- SET PROBLEM:
Below are some records; reproduce every one of them exactly.

********

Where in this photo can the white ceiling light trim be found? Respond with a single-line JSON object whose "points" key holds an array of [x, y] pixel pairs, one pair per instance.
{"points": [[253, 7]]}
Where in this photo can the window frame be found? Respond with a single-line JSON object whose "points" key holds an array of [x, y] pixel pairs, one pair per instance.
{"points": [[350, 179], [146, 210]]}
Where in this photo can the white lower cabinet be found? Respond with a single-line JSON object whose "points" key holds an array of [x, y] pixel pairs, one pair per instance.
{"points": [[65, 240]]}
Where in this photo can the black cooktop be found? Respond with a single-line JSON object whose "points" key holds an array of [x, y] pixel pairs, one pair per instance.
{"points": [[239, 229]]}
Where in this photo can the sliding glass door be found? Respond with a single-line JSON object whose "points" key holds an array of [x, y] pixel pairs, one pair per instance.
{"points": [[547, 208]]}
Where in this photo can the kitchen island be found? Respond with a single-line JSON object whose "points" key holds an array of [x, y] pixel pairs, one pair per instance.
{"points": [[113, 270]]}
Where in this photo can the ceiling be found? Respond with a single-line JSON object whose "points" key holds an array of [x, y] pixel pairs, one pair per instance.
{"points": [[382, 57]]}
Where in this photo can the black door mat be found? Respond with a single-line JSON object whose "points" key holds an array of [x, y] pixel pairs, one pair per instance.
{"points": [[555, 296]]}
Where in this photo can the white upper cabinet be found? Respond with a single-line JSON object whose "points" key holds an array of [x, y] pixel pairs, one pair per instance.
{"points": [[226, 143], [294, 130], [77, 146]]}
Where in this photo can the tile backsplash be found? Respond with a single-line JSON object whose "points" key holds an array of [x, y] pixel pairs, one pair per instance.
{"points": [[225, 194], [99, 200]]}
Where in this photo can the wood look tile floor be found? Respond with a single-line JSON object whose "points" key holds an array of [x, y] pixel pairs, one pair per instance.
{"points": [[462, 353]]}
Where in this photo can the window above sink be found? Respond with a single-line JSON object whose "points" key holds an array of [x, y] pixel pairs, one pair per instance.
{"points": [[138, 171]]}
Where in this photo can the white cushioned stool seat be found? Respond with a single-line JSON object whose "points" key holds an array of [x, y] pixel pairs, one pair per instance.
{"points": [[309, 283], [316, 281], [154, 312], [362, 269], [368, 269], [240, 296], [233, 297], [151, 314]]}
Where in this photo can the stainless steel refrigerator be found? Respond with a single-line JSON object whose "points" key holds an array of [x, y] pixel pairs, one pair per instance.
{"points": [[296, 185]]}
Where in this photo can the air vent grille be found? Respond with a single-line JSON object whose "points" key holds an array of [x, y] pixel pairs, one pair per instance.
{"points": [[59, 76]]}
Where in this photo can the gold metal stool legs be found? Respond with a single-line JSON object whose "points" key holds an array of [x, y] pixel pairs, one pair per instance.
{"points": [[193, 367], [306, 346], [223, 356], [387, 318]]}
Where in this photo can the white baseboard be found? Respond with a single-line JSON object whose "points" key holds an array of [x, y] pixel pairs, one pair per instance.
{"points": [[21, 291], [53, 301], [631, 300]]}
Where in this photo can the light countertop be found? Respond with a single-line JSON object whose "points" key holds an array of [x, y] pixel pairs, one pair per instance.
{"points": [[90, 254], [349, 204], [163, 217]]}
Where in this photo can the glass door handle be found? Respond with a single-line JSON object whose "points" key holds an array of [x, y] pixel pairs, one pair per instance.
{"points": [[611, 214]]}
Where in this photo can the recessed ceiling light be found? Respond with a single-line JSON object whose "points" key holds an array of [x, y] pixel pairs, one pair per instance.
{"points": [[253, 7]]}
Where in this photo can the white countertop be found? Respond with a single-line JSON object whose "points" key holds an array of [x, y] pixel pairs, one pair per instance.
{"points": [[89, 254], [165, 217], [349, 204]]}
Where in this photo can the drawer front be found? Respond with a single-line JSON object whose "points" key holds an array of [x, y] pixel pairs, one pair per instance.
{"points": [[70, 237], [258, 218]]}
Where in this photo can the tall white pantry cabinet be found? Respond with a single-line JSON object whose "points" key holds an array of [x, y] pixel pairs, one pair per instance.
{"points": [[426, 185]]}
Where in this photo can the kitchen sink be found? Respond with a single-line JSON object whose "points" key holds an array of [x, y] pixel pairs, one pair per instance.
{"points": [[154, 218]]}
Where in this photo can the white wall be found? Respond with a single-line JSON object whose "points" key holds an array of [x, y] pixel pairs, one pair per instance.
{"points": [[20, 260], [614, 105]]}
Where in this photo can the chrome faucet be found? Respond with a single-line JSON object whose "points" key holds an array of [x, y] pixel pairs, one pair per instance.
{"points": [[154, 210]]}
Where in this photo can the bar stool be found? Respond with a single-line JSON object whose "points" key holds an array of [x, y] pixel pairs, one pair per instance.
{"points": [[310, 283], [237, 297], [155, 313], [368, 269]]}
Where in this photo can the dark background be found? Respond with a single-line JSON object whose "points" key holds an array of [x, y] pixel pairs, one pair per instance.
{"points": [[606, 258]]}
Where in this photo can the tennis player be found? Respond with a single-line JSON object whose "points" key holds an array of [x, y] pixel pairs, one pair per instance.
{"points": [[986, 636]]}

********

- THE RESPONSE:
Where in this photo can the white ceiling light trim be found? Respond with a single-line JSON object whose "points" key holds an array of [x, y] pixel pairs, one pair per instance.
{"points": [[253, 7]]}
Where in this photo can the window frame be found? Respond with a single-line JSON object whose "points" key holds an array of [x, y] pixel pairs, one pair per instance.
{"points": [[350, 179], [146, 210]]}
Where in this photo can the white lower cabinet be found? Respond with a single-line JSON object whose "points" key holds an array of [x, y] pixel pairs, one pair per instance.
{"points": [[65, 240]]}
Where in this photo can the black cooktop be found? Respond with a single-line JSON object whose "points" key holds an array of [x, y] pixel pairs, one pair per instance.
{"points": [[239, 229]]}
Where in this photo can the sliding glass door be found? Respond with a single-line JSON object whose "points" key holds an array of [x, y] pixel pairs, one pair per instance.
{"points": [[547, 208]]}
Where in this photo can the kitchen island be found? Respond with a single-line JSON object whose "points" key holds an array of [x, y] pixel pairs, one pair per instance.
{"points": [[113, 270]]}
Where in this photo can the ceiling be found? Respond with a single-line JSON object whose "points" key holds an array of [x, y] pixel pairs, one pair per instance.
{"points": [[382, 57]]}
Where in this photo can the black door mat be found? Respond with a single-line JSON object whose "points" key holds an array of [x, y] pixel pairs, one pair per instance.
{"points": [[555, 296]]}
Where in this photo can the white upper cabinet be found? Respond with a single-line JSON object whose "points" key holds an array of [x, y] pixel pairs, one pair per instance.
{"points": [[226, 143], [294, 130], [77, 146]]}
Where in this photo can the tile backsplash be found? Respond with a single-line JSON object whose "points" key holds an array of [x, y] pixel pairs, one pair per instance.
{"points": [[225, 194], [99, 200]]}
Where in this photo can the wood look tile floor be found? Respond with a single-line JSON object whose "points" key holds an array of [x, y] pixel pairs, one pair per instance.
{"points": [[462, 353]]}
Where in this photo can the window above sink be found? Respond with a single-line JSON object whose "points" key holds an array of [x, y] pixel pairs, one pair per instance.
{"points": [[138, 171]]}
Where in this photo can the white cushioned stool seat be found? Respond with a single-line JSON object whose "points" key holds an array of [x, y] pixel pairs, one pair per instance.
{"points": [[309, 283], [316, 281], [154, 312], [362, 269], [368, 269], [240, 296], [233, 297], [151, 314]]}
Where in this photo can the stainless steel refrigerator be found? Respond with a single-line JSON object whose "points" key holds an array of [x, y] pixel pairs, one pair per instance.
{"points": [[296, 185]]}
Where in this photo can the air vent grille be found? Respond with a single-line JSON object whose "points" key holds an array of [x, y] pixel pairs, one pair per instance.
{"points": [[59, 76]]}
Where in this photo can the gold metal stool legs be found? Respond with a single-line JSON object whose "points" key holds an array of [x, y] pixel pairs, one pair per instance.
{"points": [[193, 367], [306, 346], [223, 356], [387, 318]]}
Where in this photo can the white baseboard be found? Respond with a single-line JSON object whose "points" key holds an array of [x, y] pixel pairs, one pair per instance.
{"points": [[21, 291], [53, 301], [631, 300]]}
Where in this photo can the light countertop be found? Respond with a single-line JSON object whose "points" key holds an array of [x, y] pixel pairs, one pair per instance.
{"points": [[90, 254], [349, 204], [163, 217]]}
Where in this photo can the glass door handle be found? Respond with a single-line JSON object whose "points" key holds an array of [x, y] pixel pairs, one pair per instance.
{"points": [[611, 214]]}
Where in this photo can the recessed ceiling light be found? Respond with a single-line JSON object whose "points" key holds an array of [x, y] pixel pairs, one pair per instance.
{"points": [[253, 7]]}
Where in this photo can the white countertop be found? Respond with a single-line JSON object whose "points" key holds an array of [x, y] pixel pairs, one pair per instance.
{"points": [[89, 254], [165, 217], [349, 204]]}
Where in this photo can the drawer front be found? Respond with a single-line JSON object whose "points" key holds an array of [x, y] pixel pairs, one pair per instance.
{"points": [[70, 237], [258, 218]]}
Where in this photo can the tall white pantry cabinet be found? Respond with a single-line JSON object whose "points" key holds an array of [x, y] pixel pairs, one pair per instance.
{"points": [[426, 185]]}
Where in this photo can the kitchen sink be found? Respond with a single-line JSON object whose "points" key holds an array of [x, y] pixel pairs, one pair per instance.
{"points": [[154, 218]]}
Where in this photo can the white wall be found? Respond with a single-line JSON object whose "points" key holds an array of [x, y] pixel pairs, one pair per instance.
{"points": [[20, 260], [614, 105]]}
Where in this photo can the chrome faucet be found? Respond with a single-line JSON object whose "points" key holds an array of [x, y] pixel pairs, one pair per instance.
{"points": [[154, 210]]}
Where in this photo can the bar stool be found? Respond with a single-line JSON object whose "points" key holds an array of [x, y] pixel pairs, one pair per instance.
{"points": [[310, 283], [237, 297], [155, 313], [368, 269]]}
Where in this photo can the dark background be found? Respond with a single-line JSON object whose "points" key holds an array of [x, y] pixel pairs, one pair per instance.
{"points": [[606, 258]]}
Where in this photo can the tennis player be found? Respond with a single-line JSON object whose "points" key holds an array of [x, y] pixel pairs, one pair per instance.
{"points": [[986, 636]]}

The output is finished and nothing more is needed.